— Begin Material provided —

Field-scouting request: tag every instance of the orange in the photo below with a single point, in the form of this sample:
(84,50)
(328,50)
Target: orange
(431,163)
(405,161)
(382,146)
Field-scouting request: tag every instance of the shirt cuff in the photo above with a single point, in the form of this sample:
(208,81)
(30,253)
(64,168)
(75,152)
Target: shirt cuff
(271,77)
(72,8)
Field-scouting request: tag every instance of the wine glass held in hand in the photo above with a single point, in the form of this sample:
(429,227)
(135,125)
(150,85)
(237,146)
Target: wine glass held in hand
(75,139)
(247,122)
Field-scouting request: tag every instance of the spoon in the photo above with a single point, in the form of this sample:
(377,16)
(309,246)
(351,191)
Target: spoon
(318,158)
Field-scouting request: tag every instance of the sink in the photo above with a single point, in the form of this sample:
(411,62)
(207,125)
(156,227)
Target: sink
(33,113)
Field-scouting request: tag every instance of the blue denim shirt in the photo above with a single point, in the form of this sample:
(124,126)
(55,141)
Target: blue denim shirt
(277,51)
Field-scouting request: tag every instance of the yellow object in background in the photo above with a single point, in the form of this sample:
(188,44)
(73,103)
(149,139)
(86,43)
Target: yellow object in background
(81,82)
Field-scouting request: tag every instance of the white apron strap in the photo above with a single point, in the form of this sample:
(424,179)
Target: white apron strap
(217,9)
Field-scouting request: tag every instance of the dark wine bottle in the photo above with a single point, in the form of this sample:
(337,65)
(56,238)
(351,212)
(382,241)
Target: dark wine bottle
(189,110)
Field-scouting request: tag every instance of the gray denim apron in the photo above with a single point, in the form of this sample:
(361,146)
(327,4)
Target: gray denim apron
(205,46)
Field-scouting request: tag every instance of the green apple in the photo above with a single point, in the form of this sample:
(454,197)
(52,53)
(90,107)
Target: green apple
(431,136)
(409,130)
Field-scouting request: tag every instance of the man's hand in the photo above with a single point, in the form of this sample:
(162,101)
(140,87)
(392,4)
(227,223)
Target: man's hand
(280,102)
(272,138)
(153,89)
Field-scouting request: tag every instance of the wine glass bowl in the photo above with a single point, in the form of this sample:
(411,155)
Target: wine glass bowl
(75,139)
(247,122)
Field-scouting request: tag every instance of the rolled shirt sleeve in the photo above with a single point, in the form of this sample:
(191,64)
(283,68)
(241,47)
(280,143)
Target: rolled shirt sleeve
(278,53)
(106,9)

— End Material provided —

Aim of the exercise:
Lay out every line of the records above as a JSON list of strings, one string per line, omitting blank lines.

The reply:
[
  "Field-scouting request: tag every instance of the orange in the photo below with a single point, in the form of this sample:",
  "(84,50)",
  "(328,50)",
  "Target: orange",
  "(431,163)",
  "(405,161)",
  "(382,146)",
  "Field-scouting request: tag every instance of the shirt cuff in the photo above with a single point, in the form of this sample:",
  "(208,81)",
  "(30,253)",
  "(64,168)",
  "(75,152)",
  "Target: shirt cuff",
  "(271,77)",
  "(72,8)",
  "Field-scouting request: tag every instance of the wine glass held in hand in the photo above with a single point, in the form of this sample:",
  "(429,227)",
  "(135,125)",
  "(150,85)",
  "(237,146)",
  "Target: wine glass held in hand",
  "(75,139)",
  "(247,122)",
  "Field-scouting request: tag every instance of the spoon in the photo above with a single point, in the form of this sample:",
  "(377,16)",
  "(309,246)",
  "(351,191)",
  "Target: spoon",
  "(318,158)",
  "Field-scouting request: tag every instance of the sink in the photo above with a single point, in the form of this sample:",
  "(411,62)",
  "(207,125)",
  "(156,227)",
  "Target: sink",
  "(33,113)",
  "Field-scouting request: tag every instance of the blue denim shirt in the photo above with a single point, in the form of this sample:",
  "(124,126)",
  "(55,141)",
  "Target: blue denim shirt",
  "(277,51)",
  "Field-scouting request: tag every instance of the yellow object in background in the photo above with a single point, in the form of this sample:",
  "(188,44)",
  "(73,103)",
  "(149,139)",
  "(86,43)",
  "Target: yellow object in background",
  "(81,82)",
  "Field-scouting request: tag every instance of the white apron strap in the photo above with a single point, in the form of this sample:",
  "(424,179)",
  "Target: white apron strap",
  "(217,9)",
  "Field-scouting request: tag every instance of the dark wine bottle in the photo above with a single point, in the form of this sample:",
  "(337,65)",
  "(56,238)",
  "(351,212)",
  "(382,241)",
  "Target: dark wine bottle",
  "(189,110)",
  "Field-scouting request: tag every instance of the gray denim apron in the photo above with a single point, in the form of this sample:",
  "(361,146)",
  "(327,4)",
  "Target: gray denim apron",
  "(205,46)",
  "Field-scouting request: tag every instance of the green apple in the photo above with a single point, in the form of this sample:",
  "(454,197)",
  "(52,53)",
  "(90,107)",
  "Target: green apple",
  "(431,136)",
  "(409,130)",
  "Field-scouting request: tag every instance of the man's hand in the photo above with a single point, in the form of this sample:",
  "(162,101)",
  "(140,87)",
  "(392,4)",
  "(227,223)",
  "Target: man's hand",
  "(280,102)",
  "(272,138)",
  "(153,89)",
  "Field-scouting request: tag every instance of the wine glass bowl in the photo above with a single point, in the form of this sample:",
  "(411,155)",
  "Target: wine glass bowl",
  "(75,139)",
  "(247,122)",
  "Field-scouting request: tag every instance of the rolled shirt sleeve in the photo above with a single point, in the form of this sample:",
  "(191,64)",
  "(283,68)",
  "(241,47)",
  "(280,143)",
  "Target: rolled shirt sleeve",
  "(278,53)",
  "(106,9)"
]